(Data records)
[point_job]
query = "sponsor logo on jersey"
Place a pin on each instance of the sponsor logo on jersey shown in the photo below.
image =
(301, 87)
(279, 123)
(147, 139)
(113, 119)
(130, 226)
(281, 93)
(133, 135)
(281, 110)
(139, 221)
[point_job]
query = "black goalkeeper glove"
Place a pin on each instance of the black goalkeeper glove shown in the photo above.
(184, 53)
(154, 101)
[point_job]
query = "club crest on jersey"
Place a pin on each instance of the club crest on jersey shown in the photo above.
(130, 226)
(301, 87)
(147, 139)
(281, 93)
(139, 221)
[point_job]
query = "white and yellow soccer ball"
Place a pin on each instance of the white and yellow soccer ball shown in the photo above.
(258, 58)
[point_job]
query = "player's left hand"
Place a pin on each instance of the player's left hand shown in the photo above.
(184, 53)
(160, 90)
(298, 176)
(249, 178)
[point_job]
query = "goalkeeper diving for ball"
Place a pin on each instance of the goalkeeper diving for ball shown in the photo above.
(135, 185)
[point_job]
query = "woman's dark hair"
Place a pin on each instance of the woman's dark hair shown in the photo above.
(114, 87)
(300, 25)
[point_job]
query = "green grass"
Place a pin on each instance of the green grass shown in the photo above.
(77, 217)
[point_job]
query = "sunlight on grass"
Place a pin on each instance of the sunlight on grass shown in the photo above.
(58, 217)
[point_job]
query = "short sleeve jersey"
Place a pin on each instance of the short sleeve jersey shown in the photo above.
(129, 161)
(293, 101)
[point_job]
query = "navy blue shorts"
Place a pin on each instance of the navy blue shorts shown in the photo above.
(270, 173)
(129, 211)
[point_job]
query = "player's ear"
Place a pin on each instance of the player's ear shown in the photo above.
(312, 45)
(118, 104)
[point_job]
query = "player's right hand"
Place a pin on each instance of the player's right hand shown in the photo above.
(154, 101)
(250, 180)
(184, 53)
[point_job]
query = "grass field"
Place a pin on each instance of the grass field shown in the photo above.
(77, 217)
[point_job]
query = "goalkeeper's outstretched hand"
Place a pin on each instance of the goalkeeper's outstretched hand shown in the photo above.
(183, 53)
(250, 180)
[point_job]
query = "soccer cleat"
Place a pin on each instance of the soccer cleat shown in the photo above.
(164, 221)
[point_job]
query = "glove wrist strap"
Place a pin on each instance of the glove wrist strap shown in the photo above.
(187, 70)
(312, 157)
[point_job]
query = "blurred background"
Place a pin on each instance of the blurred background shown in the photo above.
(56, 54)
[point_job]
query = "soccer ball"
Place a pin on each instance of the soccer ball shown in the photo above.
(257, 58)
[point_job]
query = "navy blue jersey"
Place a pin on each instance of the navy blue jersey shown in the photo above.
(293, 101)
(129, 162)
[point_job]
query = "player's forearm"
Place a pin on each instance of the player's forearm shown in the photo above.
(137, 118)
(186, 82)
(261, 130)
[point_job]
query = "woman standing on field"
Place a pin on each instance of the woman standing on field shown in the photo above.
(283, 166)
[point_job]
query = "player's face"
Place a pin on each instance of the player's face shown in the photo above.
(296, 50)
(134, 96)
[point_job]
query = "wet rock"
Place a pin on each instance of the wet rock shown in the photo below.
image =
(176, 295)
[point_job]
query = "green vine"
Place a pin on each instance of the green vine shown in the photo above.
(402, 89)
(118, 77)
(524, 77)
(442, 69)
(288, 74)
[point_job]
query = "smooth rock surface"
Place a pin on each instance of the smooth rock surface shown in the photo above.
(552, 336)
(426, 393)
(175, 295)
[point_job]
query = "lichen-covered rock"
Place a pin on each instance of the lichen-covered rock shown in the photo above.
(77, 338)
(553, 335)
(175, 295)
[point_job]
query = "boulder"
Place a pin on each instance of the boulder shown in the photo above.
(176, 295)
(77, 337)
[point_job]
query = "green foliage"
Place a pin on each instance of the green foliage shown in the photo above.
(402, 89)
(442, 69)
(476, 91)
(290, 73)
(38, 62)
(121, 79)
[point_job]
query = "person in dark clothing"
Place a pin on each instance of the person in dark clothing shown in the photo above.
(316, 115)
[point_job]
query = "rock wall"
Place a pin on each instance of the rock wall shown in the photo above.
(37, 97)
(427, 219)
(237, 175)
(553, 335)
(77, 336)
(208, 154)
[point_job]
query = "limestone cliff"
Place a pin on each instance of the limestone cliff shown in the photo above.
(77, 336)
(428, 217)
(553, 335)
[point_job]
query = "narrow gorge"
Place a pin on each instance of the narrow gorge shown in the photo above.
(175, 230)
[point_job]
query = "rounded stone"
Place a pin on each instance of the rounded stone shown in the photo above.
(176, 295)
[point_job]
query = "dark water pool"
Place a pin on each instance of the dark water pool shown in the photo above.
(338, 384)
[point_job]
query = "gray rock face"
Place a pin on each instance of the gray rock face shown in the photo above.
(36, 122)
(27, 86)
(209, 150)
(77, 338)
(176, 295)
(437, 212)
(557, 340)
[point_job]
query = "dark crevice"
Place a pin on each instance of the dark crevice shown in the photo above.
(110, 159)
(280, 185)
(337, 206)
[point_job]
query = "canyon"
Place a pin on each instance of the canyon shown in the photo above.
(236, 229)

• [Problem requirements] Without leaving anything out, quote all the data.

• [Full answer]
[point_job]
query = "sponsor logo on jersey"
Place a pin on each instance of the sponsor logo on jersey shown in the photo below.
image =
(301, 87)
(279, 123)
(147, 139)
(113, 119)
(130, 226)
(281, 93)
(133, 135)
(281, 110)
(139, 221)
[point_job]
query = "black goalkeeper glove"
Place a pin on each instance of the black goalkeeper glove shown in the photo above.
(184, 53)
(154, 101)
[point_job]
query = "club crest on jersey"
Place a pin on each instance of the club crest on jersey shown in the photo above.
(130, 226)
(301, 87)
(147, 139)
(281, 93)
(139, 221)
[point_job]
query = "white and yellow soccer ball"
Place a pin on each instance of the white and yellow soccer ball shown in the photo above.
(258, 58)
[point_job]
query = "player's left hand"
Place a pin on each instance of the player's left hand shown in the photo above.
(184, 53)
(160, 90)
(298, 176)
(249, 178)
[point_job]
query = "goalkeeper diving for ball"
Place a pin on each instance of the goalkeeper diving for ball shown in the photo above.
(135, 185)
[point_job]
query = "woman's dark hair"
Place a pin on each instance of the woman's dark hair shown in the photo above.
(114, 87)
(300, 25)
[point_job]
query = "green grass"
Place a pin on each instance of the green grass shown in the photo above.
(77, 217)
[point_job]
query = "sunlight on grass"
Place a pin on each instance of the sunlight on grass shown in the photo above.
(58, 217)
[point_job]
query = "short sleeve jersey"
Place a pin on each instance of the short sleeve jersey shown in the photo above.
(129, 161)
(293, 101)
[point_job]
query = "navy blue shorts"
Place a pin on each instance of the navy blue shorts shown in the photo above.
(270, 173)
(129, 211)
[point_job]
query = "player's ear"
Place a pin on each instance of the player's ear shown in the photo above.
(312, 45)
(118, 104)
[point_job]
query = "player's right hand"
Place a pin on each instance of the player's right hand shown in the photo above.
(154, 101)
(250, 180)
(184, 53)
[point_job]
query = "grass field"
Place a pin on each instance of the grass field shown in the photo above.
(77, 217)
[point_job]
query = "goalkeeper's outstretched hand"
Place a pin on each instance of the goalkeeper's outstretched hand shown in the photo above.
(183, 53)
(250, 180)
[point_job]
query = "soccer cleat"
Place a pin on each instance of the soccer cleat shown in the photo above.
(164, 221)
[point_job]
query = "glove wrist strap"
Place a pin on each instance of the glove wrist strap shown in the photo above.
(187, 70)
(312, 157)
[point_job]
query = "blurred background"
Place a pin on each instance of the blurred background shown in the photo above.
(56, 54)
[point_job]
query = "soccer ball"
Place a pin on each instance of the soccer ball shown in the photo above.
(257, 58)
[point_job]
query = "navy blue jersey"
Place a pin on each instance of the navy blue jersey shown in the photo above.
(293, 101)
(129, 162)
[point_job]
query = "player's forearm"
Place a pin on each instance of the player's forearm shown in the photo above.
(137, 118)
(186, 82)
(261, 130)
[point_job]
query = "woman standing on field"
Place a pin on each instance of the woman standing on field shown in the photo above.
(283, 166)
[point_job]
query = "player's face"
Place a pin on each instance of the player's face shown in the photo above.
(296, 50)
(134, 96)
[point_job]
query = "wet rock"
Place a pin on each instance of the wet rock shown in the photo below.
image =
(176, 295)
[point_job]
query = "green vine"
Place a pin on each instance of the green vine shown in the photo above.
(402, 89)
(118, 77)
(524, 77)
(442, 69)
(288, 74)
[point_job]
query = "smooth rock surface"
Place a pin on each instance of the smooth rock surface shown in the photo above.
(552, 336)
(426, 393)
(175, 295)
[point_job]
query = "lichen-covered rock"
Place a pin on each instance of the lichen-covered rock shown in the photo above.
(77, 338)
(553, 335)
(175, 295)
[point_job]
query = "boulder"
Place a pin on each instance of the boulder shown in the photo above.
(176, 295)
(77, 337)
[point_job]
query = "green foliage"
Place a pin on each instance of the green foliage shown in the photo above.
(402, 89)
(442, 69)
(476, 91)
(290, 73)
(38, 62)
(121, 79)
[point_job]
query = "person in dark clothing"
Place a pin on each instance of the person in dark clothing shown in the photo above.
(316, 115)
[point_job]
query = "rock wall"
Place a pin on each instance of the rock wall shown in the photo above.
(37, 97)
(427, 219)
(237, 175)
(553, 335)
(77, 336)
(208, 154)
[point_job]
query = "limestone cliff"
Place a pin on each instance of the limestone cliff shown in the photo above.
(77, 336)
(428, 217)
(553, 335)
[point_job]
query = "narrow gorge"
Place a pin on each instance of the narrow gorge shown in the photo above.
(175, 230)
[point_job]
query = "rounded stone"
Place a pin on each instance of the rounded stone shown in the photo above.
(176, 295)
[point_job]
query = "dark water pool"
Place a pin on each instance of the dark water pool shown in the photo above.
(338, 384)
[point_job]
query = "gray rock face"
Place a pin on each instance of the gray rock face shown in the photo above.
(36, 122)
(27, 86)
(209, 150)
(77, 338)
(176, 295)
(437, 212)
(557, 340)
[point_job]
query = "dark crevice"
Place a pin on each instance of the dark crevice shown in the photo above.
(110, 159)
(280, 185)
(337, 206)
[point_job]
query = "canyon"
Place a pin on each instance of the canyon shown in the photo above.
(236, 229)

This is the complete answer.